ОТРЫВОК ИЗ ТЕКСТА
◇ ◇ ◇ ◇ ◇

В народе были широко распространены представления о зачарованных кладах. Знали, что чаще всего клады находились под охраной «нечистой силы». А брать их можно было, имея при себе цветок папоротника. В конце XIX в. собиратель фольклора М. А. Синозерский записал от Пимена Назарова, крестьянина Витебской губернии, быличку, в которой стерегущая клад «нечисть» привиделась мужику тройкой на дороге. Дескать, как-то раз один мужик потерял лошадей и пошёл их искать. Уже стемнело, а лошадей всё нет. Повернул мужик обратно. Слышит, что сзади по дороге кто-то едет на тройке, кричит ему: «Посторонись!» Мужик свернул и шапку снял, думая, что это господа едут. Вот тройка уже рядом. Оттуда кричат ему: «Снимай лапти, а то худо будет!» Мужик снял – а тройка-то и пропала, будто провалилась. Тогда только догадался он, что, верно, бродя по лесу, зацепил цветок папоротника, ненароком сорвал его и заронил в лапоть. А седоки-то были сами «нечистые». Когда лапти снял – цветок выпал оттуда, а они его и подхватили.

◇ ◇ ◇ ◇ ◇

ИСХОДНЫЕ ДАННЫЕ
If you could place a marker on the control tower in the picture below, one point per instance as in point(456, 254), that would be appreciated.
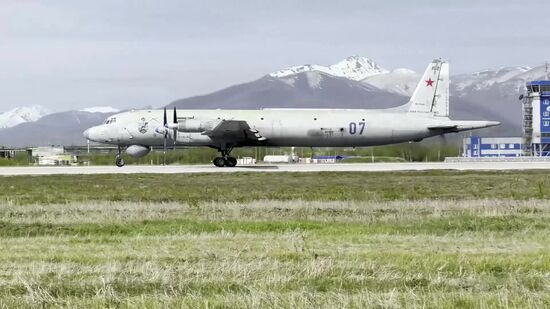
point(536, 119)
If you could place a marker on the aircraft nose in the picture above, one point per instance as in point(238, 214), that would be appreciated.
point(93, 134)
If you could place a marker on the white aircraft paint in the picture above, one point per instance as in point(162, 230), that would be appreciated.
point(425, 115)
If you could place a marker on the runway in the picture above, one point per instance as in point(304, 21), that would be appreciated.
point(268, 168)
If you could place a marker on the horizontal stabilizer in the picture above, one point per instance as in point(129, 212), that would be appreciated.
point(457, 126)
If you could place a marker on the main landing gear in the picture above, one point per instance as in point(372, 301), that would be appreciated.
point(225, 159)
point(119, 161)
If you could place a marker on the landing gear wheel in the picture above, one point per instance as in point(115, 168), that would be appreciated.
point(230, 162)
point(119, 162)
point(219, 161)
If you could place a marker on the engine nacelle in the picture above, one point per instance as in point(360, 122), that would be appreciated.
point(137, 151)
point(196, 125)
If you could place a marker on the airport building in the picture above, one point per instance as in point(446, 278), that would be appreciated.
point(536, 129)
point(536, 119)
point(482, 147)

◇ ◇ ◇ ◇ ◇

УСЛОВИЕ ЗАДАНИЯ
Напишите продолжение текста о зачарованных кладах и цветке папоротника, начиная сразу после его последнего предложения. Данные здесь ни при чём.

ОТВЕТ
В г. Тульчине Винницкой области Украины в 2005 г. были записаны рассказы о живших там некогда еврейских извозчиках – балагулах. В еврейских местечках они бывали людьми бедными, невысокого статуса. Однако в рассказах-воспоминаниях они наделялись особенными чертами: по словам собиравшей и изучавшей эти истории М. В. Хаккарайнен, балагулы в них «приобрели наибольшую славу»; «балагулы в некотором смысле наделены сакральными чертами»; парадоксально, но в рассказах «их наделяют чрезвычайно высокой властью». Хаккарайнен писала: «Профессия извозчиков, связующего звена между местечком и окружающим миром, заставляла их выезжать далеко за территорию города. Можно думать, именно поэтому с этой профессией связаны таинственные истории. ‹…› Иногда в рассказах об извозчиках присутствуют чудесные события, связанные с дальними поездками, – встреча с потусторонними силами, получение таинственно появившихся драгоценностей».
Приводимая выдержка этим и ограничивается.